> _Quoted text_
####

FBA Packaging Tips: How to Avoid Product Damage

by | Aug 3, 2018 | Amazon, Packaging, Product Inspections, Quality Control

As an Amazon seller, you have to be concerned about packaging.

Of course, your packaging needs to be in line with Amazon’s guidelines. But, more than that, it needs to survive the journey from your Chinese factory to Amazon’s warehouse.

Have you ever watched videos of airline baggage handlers on Youtube? The ones where they throw suitcases around as if they were playing catch in the backyard?

Then, oops, a suitcase gets dropped.

You may not realize it, but it’s very possible your FBA product will be treated in a similar way during transportation.

Let’s talk about the journey that your product goes on from China to the US. Then we’ll talk about how to ensure your packages and products make it to Amazon unharmed.

This is Your Product’s Long and Harrowing Journey

Let’s take a look at the typical journey your product will go on:

Step 1: The journey often begins at the workshop or subcontracted factory where your product is made. Often times, the company you work with does not make it on site.

####

Using the FBA packaging article, explain why a seller's packaging has to do more than follow Amazon's guidelines.

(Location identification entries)
####

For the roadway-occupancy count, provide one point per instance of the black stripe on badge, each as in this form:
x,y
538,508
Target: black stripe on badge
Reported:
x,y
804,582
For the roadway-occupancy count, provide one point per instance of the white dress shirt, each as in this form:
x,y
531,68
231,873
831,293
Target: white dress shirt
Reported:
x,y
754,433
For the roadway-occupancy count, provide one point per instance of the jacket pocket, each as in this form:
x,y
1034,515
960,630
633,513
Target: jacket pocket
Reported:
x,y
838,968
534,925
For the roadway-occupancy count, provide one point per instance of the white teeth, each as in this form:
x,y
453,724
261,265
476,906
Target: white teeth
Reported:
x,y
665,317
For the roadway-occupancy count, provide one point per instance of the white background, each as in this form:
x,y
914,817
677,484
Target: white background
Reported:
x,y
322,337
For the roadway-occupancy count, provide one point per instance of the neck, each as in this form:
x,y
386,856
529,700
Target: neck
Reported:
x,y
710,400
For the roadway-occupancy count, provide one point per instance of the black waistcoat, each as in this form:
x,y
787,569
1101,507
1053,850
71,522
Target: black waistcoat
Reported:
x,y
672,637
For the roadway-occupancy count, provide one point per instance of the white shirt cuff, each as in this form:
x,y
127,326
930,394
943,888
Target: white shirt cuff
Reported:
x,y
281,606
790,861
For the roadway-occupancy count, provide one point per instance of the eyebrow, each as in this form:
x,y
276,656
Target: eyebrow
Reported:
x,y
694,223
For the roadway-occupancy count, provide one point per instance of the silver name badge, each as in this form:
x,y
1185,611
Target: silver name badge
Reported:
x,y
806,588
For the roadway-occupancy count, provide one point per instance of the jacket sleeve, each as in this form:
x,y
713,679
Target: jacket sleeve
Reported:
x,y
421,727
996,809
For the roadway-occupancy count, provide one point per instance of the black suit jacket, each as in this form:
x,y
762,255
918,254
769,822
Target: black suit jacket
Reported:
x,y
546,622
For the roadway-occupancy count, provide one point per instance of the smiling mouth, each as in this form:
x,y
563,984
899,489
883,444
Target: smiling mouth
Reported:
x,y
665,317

####

> _In response_
The packaging also has to survive the journey from the Chinese factory to Amazon's warehouse. During transportation, the product may be handled roughly, much like airline baggage handlers tossing and dropping suitcases.